SHORT PROBLEM -
Print each of the following rows verbatim, from the first to the last, without altering a single character.

GIVEN DATA -
--

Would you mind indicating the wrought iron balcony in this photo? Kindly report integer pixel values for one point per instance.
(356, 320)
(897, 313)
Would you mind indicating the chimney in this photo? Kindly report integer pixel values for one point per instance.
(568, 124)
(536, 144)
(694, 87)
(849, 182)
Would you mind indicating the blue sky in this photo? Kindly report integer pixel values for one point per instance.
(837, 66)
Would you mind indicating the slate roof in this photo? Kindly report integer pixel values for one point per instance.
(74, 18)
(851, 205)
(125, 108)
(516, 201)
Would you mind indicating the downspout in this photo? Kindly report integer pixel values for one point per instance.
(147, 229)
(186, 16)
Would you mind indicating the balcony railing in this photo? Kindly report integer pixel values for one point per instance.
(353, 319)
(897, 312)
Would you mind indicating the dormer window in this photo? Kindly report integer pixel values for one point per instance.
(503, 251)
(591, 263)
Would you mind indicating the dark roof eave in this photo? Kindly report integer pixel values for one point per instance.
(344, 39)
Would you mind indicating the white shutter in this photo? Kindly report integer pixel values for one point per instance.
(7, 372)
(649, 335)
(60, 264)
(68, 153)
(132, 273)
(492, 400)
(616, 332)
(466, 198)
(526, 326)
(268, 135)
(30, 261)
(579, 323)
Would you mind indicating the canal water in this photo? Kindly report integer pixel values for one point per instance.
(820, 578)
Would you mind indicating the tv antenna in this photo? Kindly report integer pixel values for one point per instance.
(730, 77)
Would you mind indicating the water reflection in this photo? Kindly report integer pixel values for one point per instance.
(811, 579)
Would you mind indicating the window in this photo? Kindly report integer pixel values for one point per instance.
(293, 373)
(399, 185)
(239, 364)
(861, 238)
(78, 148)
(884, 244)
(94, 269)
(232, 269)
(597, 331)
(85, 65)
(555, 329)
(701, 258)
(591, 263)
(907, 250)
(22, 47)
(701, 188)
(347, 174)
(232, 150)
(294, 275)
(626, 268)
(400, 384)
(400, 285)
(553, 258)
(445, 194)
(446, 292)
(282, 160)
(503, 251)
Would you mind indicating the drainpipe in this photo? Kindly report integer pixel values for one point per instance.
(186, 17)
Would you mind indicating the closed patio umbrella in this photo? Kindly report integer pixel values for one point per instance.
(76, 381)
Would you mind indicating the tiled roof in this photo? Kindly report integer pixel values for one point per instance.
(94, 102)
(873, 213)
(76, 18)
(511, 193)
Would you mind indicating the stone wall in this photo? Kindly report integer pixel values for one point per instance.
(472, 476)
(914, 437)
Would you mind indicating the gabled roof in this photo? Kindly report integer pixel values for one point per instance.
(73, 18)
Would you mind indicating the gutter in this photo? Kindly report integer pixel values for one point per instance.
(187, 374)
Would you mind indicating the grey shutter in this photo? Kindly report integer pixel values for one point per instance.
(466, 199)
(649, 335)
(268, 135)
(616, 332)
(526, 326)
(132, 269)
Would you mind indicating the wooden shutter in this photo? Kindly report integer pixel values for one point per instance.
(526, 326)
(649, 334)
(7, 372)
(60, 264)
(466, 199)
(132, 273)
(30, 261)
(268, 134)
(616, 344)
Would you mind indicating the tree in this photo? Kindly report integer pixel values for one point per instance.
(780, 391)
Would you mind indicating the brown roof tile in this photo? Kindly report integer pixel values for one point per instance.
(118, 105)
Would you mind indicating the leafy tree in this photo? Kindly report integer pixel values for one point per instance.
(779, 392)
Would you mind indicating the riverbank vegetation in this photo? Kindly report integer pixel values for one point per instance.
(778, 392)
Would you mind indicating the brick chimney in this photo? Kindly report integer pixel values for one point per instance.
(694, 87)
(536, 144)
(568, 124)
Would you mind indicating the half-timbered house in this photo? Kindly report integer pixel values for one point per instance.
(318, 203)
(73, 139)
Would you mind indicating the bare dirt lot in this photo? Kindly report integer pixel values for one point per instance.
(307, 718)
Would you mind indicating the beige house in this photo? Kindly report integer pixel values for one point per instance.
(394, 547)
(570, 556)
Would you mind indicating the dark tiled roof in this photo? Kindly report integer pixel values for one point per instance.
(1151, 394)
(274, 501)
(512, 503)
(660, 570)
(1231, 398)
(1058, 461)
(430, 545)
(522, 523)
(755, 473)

--

RESPONSE TO THIS TASK -
Would you mind indicating the wrought iron balcony in this photo? Kindly report integer pixel values for one point per instance.
(356, 320)
(897, 313)
Would you mind indicating the chimney in this photo? Kindly report integer pixel values for one point per instance.
(568, 124)
(536, 144)
(694, 87)
(849, 182)
Would you mind indicating the blue sky in this photo? Kindly report integer pixel values for one point per instance.
(837, 66)
Would you mind indicating the slate roof in this photo? Kindly report integer pixel values for one point per instance.
(74, 18)
(851, 205)
(125, 108)
(516, 201)
Would you mind indicating the downspout in this photo? Kindly report integer pixel values for one point per instance.
(147, 229)
(186, 16)
Would you mind indicating the balcony railing in this photo? Kindly report integer pixel values for one point per instance.
(353, 319)
(897, 312)
Would you mind indicating the dormer window in this photo? Kindly report integer pixel values for one point per instance.
(503, 251)
(591, 263)
Would you mind indicating the dark roof eave in this photo? Kindly report integer pixel values for one point per instance.
(344, 39)
Would you mind indicating the white shutter in this photo? Kindly report integer pixel values for one point per instance.
(7, 372)
(649, 335)
(60, 264)
(68, 153)
(132, 273)
(492, 400)
(616, 332)
(466, 198)
(526, 326)
(268, 135)
(30, 261)
(579, 323)
Would you mind indicating the canal water in this photo? Kindly report integer pixel values for one point per instance.
(820, 578)
Would you mind indicating the tv antenna in this photo? Kindly report integer pixel values for one point per instance.
(730, 77)
Would you mind indicating the water reflection in this photo? Kindly report integer pixel values for one point per instance.
(811, 579)
Would you mind indicating the window in this photo? Kindly report integer pixel values for one point per instance.
(293, 373)
(399, 185)
(239, 364)
(861, 238)
(78, 148)
(884, 244)
(94, 269)
(232, 269)
(597, 331)
(85, 65)
(555, 329)
(701, 258)
(591, 263)
(907, 250)
(22, 47)
(701, 188)
(347, 174)
(232, 150)
(294, 275)
(626, 268)
(400, 384)
(400, 285)
(553, 258)
(445, 194)
(446, 292)
(282, 160)
(503, 251)
Would you mind indicating the drainpipe in this photo? Kindly report integer pixel values for one point per instance.
(186, 17)
Would you mind indicating the closed patio umbrella in this photo? Kindly report integer pixel values for one point per instance.
(76, 381)
Would you mind indicating the tiled roof in this photo? Kindly report integer pixel values for one point per instance.
(94, 102)
(873, 213)
(76, 18)
(511, 193)
Would you mind indicating the stone wall in this photo? Kindly report integer pixel values for one point per instance.
(472, 476)
(914, 437)
Would you mind indicating the gabled roof in this photo? Kindly report integer pixel values for one point per instance.
(73, 18)
Would you mind indicating the gutter in this photo? Kindly report integer pixel values for one point per instance.
(187, 374)
Would you mind indicating the grey shutter in this photo? Kindly report integer pixel values for one point per instance.
(466, 199)
(649, 335)
(268, 135)
(616, 332)
(526, 326)
(132, 269)
Would you mind indicating the wooden shutter in this photo? Kindly report integer pixel values for one point per instance.
(526, 326)
(649, 334)
(7, 372)
(60, 264)
(466, 199)
(132, 273)
(30, 261)
(268, 134)
(616, 344)
Would you mind indicating the tree in this photo? Kindly report integer pixel values for one point per instance.
(780, 391)
Would you mind indicating the brown roof tile in this photo? Kindly report integer pixel values for one point per instance.
(118, 105)
Would you mind indicating the leafy tree in this photo? Kindly report integer pixel values for one point per instance.
(779, 392)
Would you mind indicating the riverbank vegetation in this photo? Kindly report integer pixel values for one point per instance.
(778, 392)
Would you mind indicating the brick chimney in this photo? Kindly report integer pixel values for one point per instance.
(694, 87)
(536, 144)
(568, 124)
Would you mind indicating the half-timbered house in this photo? Kindly report integer pixel values for one point per instance.
(318, 203)
(73, 139)
Would you mind indicating the bare dirt lot in this photo? Kindly report integer pixel values for one point per instance.
(307, 718)
Would you mind indicating the beige house in this photo? Kindly report integer pixel values for one point per instance.
(394, 547)
(570, 556)
Would you mind indicating the dark tiled roof in this photo? Kindly report integer pixel values for one point per instance.
(1151, 394)
(274, 501)
(512, 503)
(660, 570)
(1231, 398)
(1058, 461)
(430, 545)
(522, 523)
(755, 473)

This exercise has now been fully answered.